#### Assigned task
From the material below, return every line that includes "each".

#### Data listing
↓↓↓

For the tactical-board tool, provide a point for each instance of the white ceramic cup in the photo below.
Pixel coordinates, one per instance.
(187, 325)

↑↑↑
↓↓↓

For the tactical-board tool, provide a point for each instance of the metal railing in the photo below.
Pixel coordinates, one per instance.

↑↑↑

#### Task output
For the tactical-board tool, provide a point for each instance of the white ceramic cup in the photo below.
For the tactical-board tool, provide a point for each instance of the metal railing in the photo below.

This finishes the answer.